これは、去る2月に胴体が完成し現在最終組立て段階にある飛行試験用の初号機に続く2号機でとなる。構造強度を試験するための機体なので飛行に必要なシステム等は取付けていない。三菱では強度試験用としてもう1機を製作、計2機で必要な強度試験を行う。

飛行試験は、4~5機を使って米国と日本で並行して行われると云う。

三菱の”技術試験場”では、これから搬入した2号機を使って、強度試験のためのを鉄骨装置を設備し、これに試験に必要な荷重負荷用の装置を取り付け、今年夏からテストを開始する予定。

今回行われる“全機静強度試験”(static proof test)とは一般に次ぎのような荷重試験を云う。

抽出データ:
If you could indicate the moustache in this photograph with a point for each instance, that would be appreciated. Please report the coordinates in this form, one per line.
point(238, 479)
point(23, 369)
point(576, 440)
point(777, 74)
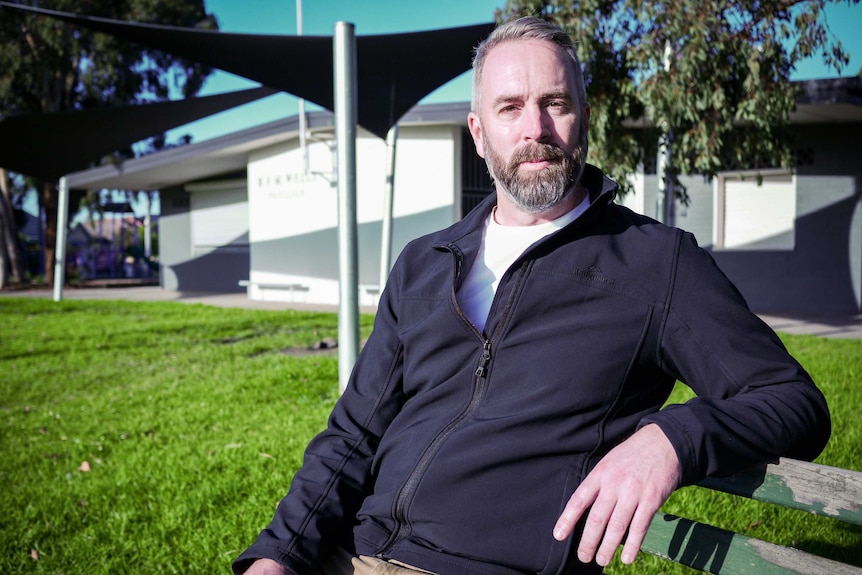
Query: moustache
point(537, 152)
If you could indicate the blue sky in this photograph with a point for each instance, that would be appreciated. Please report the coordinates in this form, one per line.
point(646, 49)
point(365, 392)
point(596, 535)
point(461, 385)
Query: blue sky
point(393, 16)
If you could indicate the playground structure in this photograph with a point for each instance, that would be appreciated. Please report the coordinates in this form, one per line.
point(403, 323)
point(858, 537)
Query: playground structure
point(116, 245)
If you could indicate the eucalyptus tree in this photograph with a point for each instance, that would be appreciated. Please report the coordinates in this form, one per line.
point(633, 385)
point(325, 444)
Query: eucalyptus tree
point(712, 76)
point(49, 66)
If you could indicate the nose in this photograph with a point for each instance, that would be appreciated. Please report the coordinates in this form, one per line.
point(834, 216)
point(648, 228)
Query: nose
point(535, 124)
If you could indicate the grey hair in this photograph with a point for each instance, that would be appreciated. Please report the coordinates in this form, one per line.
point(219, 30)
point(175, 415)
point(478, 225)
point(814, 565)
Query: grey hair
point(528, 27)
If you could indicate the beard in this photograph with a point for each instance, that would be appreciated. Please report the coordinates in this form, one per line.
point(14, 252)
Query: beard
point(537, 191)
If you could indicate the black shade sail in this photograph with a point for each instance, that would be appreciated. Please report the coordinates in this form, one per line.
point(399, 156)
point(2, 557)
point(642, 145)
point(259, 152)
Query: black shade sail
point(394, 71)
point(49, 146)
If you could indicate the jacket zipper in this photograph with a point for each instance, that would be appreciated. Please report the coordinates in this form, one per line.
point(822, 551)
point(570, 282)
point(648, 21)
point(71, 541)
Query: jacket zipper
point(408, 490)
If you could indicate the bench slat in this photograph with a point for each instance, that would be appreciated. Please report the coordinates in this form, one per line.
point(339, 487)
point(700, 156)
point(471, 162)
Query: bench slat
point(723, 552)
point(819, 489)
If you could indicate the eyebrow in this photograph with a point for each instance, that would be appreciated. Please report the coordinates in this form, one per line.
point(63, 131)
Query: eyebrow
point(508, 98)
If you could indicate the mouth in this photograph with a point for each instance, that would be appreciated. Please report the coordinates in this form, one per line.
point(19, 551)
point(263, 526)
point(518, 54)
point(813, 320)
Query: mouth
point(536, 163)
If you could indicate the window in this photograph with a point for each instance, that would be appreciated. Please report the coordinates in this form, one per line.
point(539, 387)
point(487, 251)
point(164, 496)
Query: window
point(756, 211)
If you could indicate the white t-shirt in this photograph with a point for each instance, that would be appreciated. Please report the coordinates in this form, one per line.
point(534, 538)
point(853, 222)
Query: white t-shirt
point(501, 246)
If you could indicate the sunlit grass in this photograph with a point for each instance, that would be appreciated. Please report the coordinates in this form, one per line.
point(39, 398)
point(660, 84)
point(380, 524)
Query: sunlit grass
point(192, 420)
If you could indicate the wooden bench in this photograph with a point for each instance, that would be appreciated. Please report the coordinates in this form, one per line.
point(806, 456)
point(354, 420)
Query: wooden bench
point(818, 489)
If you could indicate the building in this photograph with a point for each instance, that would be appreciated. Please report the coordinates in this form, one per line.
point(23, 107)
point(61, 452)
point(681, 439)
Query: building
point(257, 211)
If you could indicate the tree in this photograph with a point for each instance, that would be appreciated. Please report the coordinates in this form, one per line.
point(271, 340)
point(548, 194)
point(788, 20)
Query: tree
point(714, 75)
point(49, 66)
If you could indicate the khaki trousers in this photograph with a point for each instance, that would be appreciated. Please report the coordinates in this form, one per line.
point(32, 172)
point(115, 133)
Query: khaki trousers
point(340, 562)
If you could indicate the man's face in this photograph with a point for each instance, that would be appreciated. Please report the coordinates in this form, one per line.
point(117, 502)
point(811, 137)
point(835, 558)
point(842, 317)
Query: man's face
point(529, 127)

* * *

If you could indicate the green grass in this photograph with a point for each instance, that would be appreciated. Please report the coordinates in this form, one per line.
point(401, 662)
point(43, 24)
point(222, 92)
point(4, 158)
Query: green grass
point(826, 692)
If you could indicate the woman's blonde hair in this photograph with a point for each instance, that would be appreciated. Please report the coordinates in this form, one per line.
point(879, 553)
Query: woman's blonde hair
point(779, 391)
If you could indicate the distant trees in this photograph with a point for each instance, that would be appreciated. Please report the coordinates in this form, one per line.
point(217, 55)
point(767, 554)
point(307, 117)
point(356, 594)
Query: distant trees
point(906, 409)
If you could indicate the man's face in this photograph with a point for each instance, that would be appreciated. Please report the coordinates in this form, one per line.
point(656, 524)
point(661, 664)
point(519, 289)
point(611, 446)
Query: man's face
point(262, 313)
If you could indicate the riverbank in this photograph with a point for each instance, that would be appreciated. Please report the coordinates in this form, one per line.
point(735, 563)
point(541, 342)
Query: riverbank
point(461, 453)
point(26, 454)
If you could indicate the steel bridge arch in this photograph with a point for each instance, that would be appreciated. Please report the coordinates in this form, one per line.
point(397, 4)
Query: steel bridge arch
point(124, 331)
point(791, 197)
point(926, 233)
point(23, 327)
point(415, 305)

指示:
1. 提示文によると、飛行試験は何機を使い、どこで行われるか。
2. 提示文の「これは、去る2月に胴体が完成」と「夏からテストを開始する予定。」の間を、両端を含めてそのまま書き写しなさい。
3. 三菱の機体の強度試験を扱った提示文を、最後の文に続けて書き継ぎなさい。
エントリはこの作業には関係しない。

各問の解答:
1. 4～5機を使って、米国と日本で並行して行われる。

2.
これは、去る2月に胴体が完成し現在最終組立て段階にある飛行試験用の初号機に続く2号機でとなる。構造強度を試験するための機体なので飛行に必要なシステム等は取付けていない。三菱では強度試験用としてもう1機を製作、計2機で必要な強度試験を行う。

飛行試験は、4~5機を使って米国と日本で並行して行われると云う。

三菱の”技術試験場”では、これから搬入した2号機を使って、強度試験のためのを鉄骨装置を設備し、これに試験に必要な荷重負荷用の装置を取り付け、今年夏からテストを開始する予定。

3.
飛行機が自重の何倍まで耐えられるかを示す数値を「制限荷重」と云い、輸送機では「2.5」を使う。つまり自重の2.5倍の力が加わっても壊れないように、翼、胴体、尾翼などが作られている事を証明するために行なうのが“静的強度試験”あるいは”全機静強度試験”である。これは、地上試験用機体に「制限荷重」x 安全率1.5= [終極荷重]を加えて、3秒間持ちこたえられれば良い、とされる。

『MRJ』の今回の試験目的は『設計、製造した機体の強度が安全飛行の必要な基準を満足させることを検証する』ことである。機体構造試験には『静強度試験』と『疲労強度試験』の2種類があり、旅客機として航空局/JCABが安全性を担保する『型式証明』や『耐空証明』取得に欠かせない”関門”である。

『MRJ』は次世代の近距離ジェット旅客機として官民合同のプロジェクトとして、日本のジェット旅客機製造の実力を世界に問うものだ。

世界最先端の空力設計技術、次世代エンジンの搭載、騒音解析技術の適用、最新省エネエンジンの搭載で際立った運航経済性が売り。

『MRJ』は最大旅客数90人。最高速度、マッハ0.78(時速965㌔)で3,310㌔の無着陸飛行が可能。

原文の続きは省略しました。